DOCUMENT SECTION ->
★ ★ ★

Number of Tn5 insertions in TCGA ATAC-Seq data
1
0
Entering edit mode
20 months ago
Mike ★ 1.7k

Hi all,

I am using TCGA ATAC data (bigwig files) to visualizing some peaks for some genes. In this paper there is a normalised count matrix file for each peak and sample? In supplementary file they mentioned that “To get the number of Tn5 insertions per peak, each corrected insertion site (end of a fragment) was counted…”. https://science.sciencemag.org/content/sci/suppl/2018/10/24/362.6413.eaav1898.DC1/aav1898_Corces_SM.pdf

So my question is that what is this count matrix and Tn5 insertions? Is there any relationship between peak height and number of Tn5 insertions? Can I use this number (Tn5 insertions) to select significant peaks ?

Thanks

sequencing atac-seq ATAC-Seq TCGA • 3.0k views
2
Entering edit mode
20 months ago
ATpoint 48k

I do not know how much biological background you have so I answer a bit more extensively:

The Tn5 is the workhorse of ATAC-seq. This enzyme is added to the native chromatin and will insert an Illumina adapter to the DNA at sites that are not protected by nucleosomes while simultaneously fragmentating the DNA. DNA in open chromatin is therefore adapter-tagged and can be enriched over the background of closed chromatin using PCR followed by quantification via NGS. The accumulation of Tn5 insertion sites is therefore a measure of chromatin accessability. From the technical site, given you have the Tn5 insertion positions (=the 5' end of each read) you can use standard peak callers to identify local enrichments (=peaks). One typically extends the Tn5 sites by like 50bp in each direction to smoothen the signal and allow more precise identification of peak summits.

★ ★ ★

WORK REQUIRED -> In the thread on Tn5 insertions in TCGA ATAC-seq data, why are Tn5 insertion sites typically extended by about 50bp in each direction? Answer in one to three sentences.

DATA TO EXAMINE ->
★ ★ ★

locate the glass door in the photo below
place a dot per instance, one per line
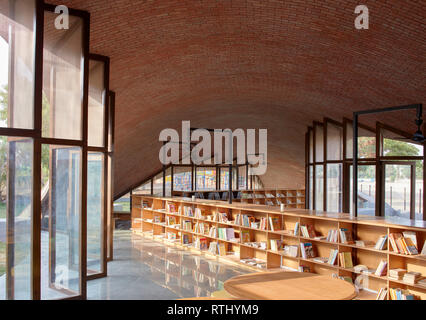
(366, 189)
(399, 189)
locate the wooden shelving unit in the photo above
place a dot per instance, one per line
(150, 215)
(291, 198)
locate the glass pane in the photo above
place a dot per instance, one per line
(334, 187)
(61, 222)
(242, 178)
(319, 144)
(144, 189)
(97, 96)
(16, 169)
(334, 142)
(169, 182)
(206, 179)
(366, 143)
(17, 48)
(395, 145)
(158, 185)
(397, 190)
(319, 188)
(182, 177)
(366, 190)
(63, 79)
(311, 187)
(95, 211)
(110, 207)
(419, 190)
(122, 204)
(349, 141)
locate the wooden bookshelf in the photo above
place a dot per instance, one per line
(362, 228)
(291, 198)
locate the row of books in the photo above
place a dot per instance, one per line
(221, 217)
(405, 243)
(187, 225)
(217, 248)
(201, 227)
(259, 245)
(381, 244)
(172, 207)
(254, 262)
(401, 294)
(227, 234)
(345, 259)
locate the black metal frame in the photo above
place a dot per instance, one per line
(417, 107)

★ ★ ★

SOLVED PROBLEM -> Extending each Tn5 site by about 50bp in each direction smooths the signal. This allows more precise identification of peak summits.